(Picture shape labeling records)
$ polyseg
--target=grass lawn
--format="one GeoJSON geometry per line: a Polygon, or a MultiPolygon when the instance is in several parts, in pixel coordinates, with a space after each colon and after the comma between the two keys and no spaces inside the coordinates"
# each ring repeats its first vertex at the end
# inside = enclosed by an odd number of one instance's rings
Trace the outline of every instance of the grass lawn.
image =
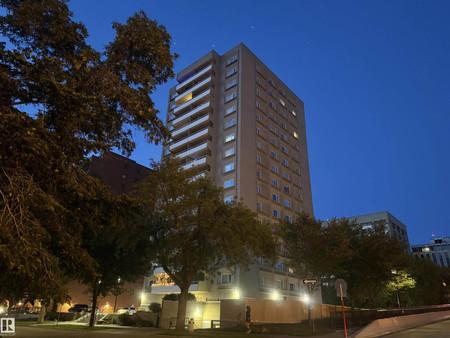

__YOUR GOAL__: Turn every line of the records above into a JSON list of strings, with one string per line. Skip blank lines, and leave the pictures out.

__FINISHED ANSWER__:
[
  "$ polyseg",
  "--target=grass lawn",
  "--format=\"one GeoJSON geometry per line: a Polygon, or a MultiPolygon when the instance is in several parts, in pixel coordinates, with a space after each colon and after the comma between the two keys and no spaces inside the coordinates\"",
  "# each ring repeats its first vertex at the end",
  "# inside = enclosed by an odd number of one instance's rings",
  "Trace the outline of every instance of the grass lawn.",
  "image ="
]